The courtroom heard testimony about the following dirty tricks and illegal activity:
While the long list of criminal activity is profoundly disturbing, it is this last item – the use of a proxy server to conceal the identity of the computers - which is of the most concern for the impending Municipal election.
- A “smear and fear” bingo game set up at the All Candidates meeting to throw off Frank Valeriote during the debate.
- Sign theft
- Attempts to grab a ballot box at a University polling station
- Campaign finance violations
- Use of a burner phone to conceal identity
- Use of cash-loaded Visa gift cards to conceal identity
- Use of false, temporary e-mail addresses.
- Destruction of evidence – including wiping, dismantling and recycling of every computer used in the campaign and the disassembly and distribution of pieces of the burner cellphone so it could not be traced.
- Use of fake names and addresses.
- Installation of a cellphone jammer outside the Liberal Campaign office to disrupt communications on Election Day.
- Recording, uploading and launching of a fake Elections Canada message to send Conservative “non-supporters” to the wrong polling station.
- Recording and uploading of a fake Liberal message claiming to be from Frank Valeriote’s campaign which was intended to be sent out to the same list as the Elections Canada message between 4 am and 6:45 am in the morning, but which was ultimately never sent.
- An unexplained feature of the Conservative CIMS database which allowed users to export phone numbers through a “constituent report” without leaving a record of their activity.
- Use of a proxy server to conceal the identity of the computers uploading lists to Racknine and launching the robocall message.
I am attaching a copy of the “Admitted Facts” submitted by the Crown at the beginning of the court case. “Client #93” is Pierre S. Jones, aka Pierre Poutine.
Item #23 pertains to the proxy server used to conceal the address of a computer used to launch the calls:
23. “One ‘IP’ address used by client #93 was 188.8.131.52, which was, at the time, associated to a “proxy server”. A proxy server is a website that serves as an intermediary between two computers, and allows a user to hide their actual location. Client #93 logged in to the RackNine system via the proxy server on May 1 at 2:37 a.m., 2:41 a.m., 2:43 a.m. and 1:20 pm.”Andrew Prescott provided lengthy testimony on Wednesday, June 4th under an immunity agreement negotiated with Elections Canada.
Mr. Prescott was Deputy Campaign Manager for the Marty Burke campaign and was also in charge of information technology. He is a graduate of a two-year Computer Network Support program at Seneca College and has worked for more than 10 years as a computer specialist. In 2011 he was the Senior Systems Administrator at St. Joseph’s Health Care Centre here in Guelph.
Mr. Prescott was questioned extensively under cross-examination about the use of the proxy server.
Mr. Prescott claimed that at the time of the Federal Election on May 2, 2011, he had very limited experience with proxy servers. His only use of this tool was via a web-based proxy server which he used to watch English football games on the internet.
▬▬▬▬▬▬
### Given request A
Gather every line of the rows that contains the word "dense".
The court testimony passage and the rows come from unrelated sources.

Contour annotation rows:
▬▬▬▬▬▬
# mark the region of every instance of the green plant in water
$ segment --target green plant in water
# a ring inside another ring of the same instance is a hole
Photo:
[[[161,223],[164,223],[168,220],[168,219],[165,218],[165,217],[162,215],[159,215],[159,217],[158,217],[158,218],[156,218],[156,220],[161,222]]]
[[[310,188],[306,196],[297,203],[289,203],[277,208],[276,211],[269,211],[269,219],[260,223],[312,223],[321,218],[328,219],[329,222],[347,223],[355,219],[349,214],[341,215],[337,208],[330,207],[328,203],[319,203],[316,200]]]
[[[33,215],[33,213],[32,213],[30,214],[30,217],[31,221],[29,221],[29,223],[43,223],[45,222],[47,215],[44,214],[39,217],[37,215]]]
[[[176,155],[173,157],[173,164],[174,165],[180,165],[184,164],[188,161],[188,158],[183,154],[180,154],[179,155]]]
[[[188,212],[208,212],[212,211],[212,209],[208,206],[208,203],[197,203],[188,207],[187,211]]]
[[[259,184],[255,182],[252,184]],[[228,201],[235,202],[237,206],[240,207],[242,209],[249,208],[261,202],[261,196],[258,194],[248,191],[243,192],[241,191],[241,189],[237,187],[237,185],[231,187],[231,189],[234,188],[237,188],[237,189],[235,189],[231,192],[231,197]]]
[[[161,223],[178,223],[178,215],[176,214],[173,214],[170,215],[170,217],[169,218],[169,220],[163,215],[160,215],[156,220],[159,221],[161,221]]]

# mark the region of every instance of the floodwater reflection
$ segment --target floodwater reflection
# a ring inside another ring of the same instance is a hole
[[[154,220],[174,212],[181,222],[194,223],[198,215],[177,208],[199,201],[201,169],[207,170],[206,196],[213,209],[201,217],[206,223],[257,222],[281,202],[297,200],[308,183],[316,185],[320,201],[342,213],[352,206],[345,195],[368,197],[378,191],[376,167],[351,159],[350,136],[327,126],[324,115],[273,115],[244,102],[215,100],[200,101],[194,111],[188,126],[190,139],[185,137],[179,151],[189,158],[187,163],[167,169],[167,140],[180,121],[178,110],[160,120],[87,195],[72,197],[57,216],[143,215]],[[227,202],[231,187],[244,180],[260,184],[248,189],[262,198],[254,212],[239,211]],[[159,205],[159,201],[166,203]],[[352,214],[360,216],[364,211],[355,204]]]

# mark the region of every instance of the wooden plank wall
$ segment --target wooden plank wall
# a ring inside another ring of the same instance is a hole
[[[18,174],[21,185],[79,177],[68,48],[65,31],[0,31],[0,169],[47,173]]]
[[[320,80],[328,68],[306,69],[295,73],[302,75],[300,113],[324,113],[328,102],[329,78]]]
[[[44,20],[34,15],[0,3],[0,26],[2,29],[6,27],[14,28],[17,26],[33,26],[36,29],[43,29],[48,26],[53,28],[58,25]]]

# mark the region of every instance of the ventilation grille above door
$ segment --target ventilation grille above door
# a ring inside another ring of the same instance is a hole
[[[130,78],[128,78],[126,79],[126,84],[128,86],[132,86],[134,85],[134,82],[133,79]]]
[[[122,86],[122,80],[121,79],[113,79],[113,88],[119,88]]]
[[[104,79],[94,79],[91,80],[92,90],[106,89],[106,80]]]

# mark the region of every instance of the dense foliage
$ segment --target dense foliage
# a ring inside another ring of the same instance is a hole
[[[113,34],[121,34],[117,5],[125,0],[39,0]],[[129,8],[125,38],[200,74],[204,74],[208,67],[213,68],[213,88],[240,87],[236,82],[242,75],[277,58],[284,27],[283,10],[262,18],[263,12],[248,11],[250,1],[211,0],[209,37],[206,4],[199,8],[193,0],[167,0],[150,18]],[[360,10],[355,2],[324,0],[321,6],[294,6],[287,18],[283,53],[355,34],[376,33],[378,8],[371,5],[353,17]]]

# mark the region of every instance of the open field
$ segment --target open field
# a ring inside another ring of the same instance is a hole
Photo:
▬▬▬▬▬▬
### Given request B
From the court testimony passage, quote the part that opens with the words "- Destruction of" and closes with "ultimately never sent.".

### Written answer A
# mark the region of every instance of the dense foliage
$ segment --target dense foliage

### Written answer B
- Destruction of evidence – including wiping, dismantling and recycling of every computer used in the campaign and the disassembly and distribution of pieces of the burner cellphone so it could not be traced.
- Use of fake names and addresses.
- Installation of a cellphone jammer outside the Liberal Campaign office to disrupt communications on Election Day.
- Recording, uploading and launching of a fake Elections Canada message to send Conservative “non-supporters” to the wrong polling station.
- Recording and uploading of a fake Liberal message claiming to be from Frank Valeriote’s campaign which was intended to be sent out to the same list as the Elections Canada message between 4 am and 6:45 am in the morning, but which was ultimately never sent.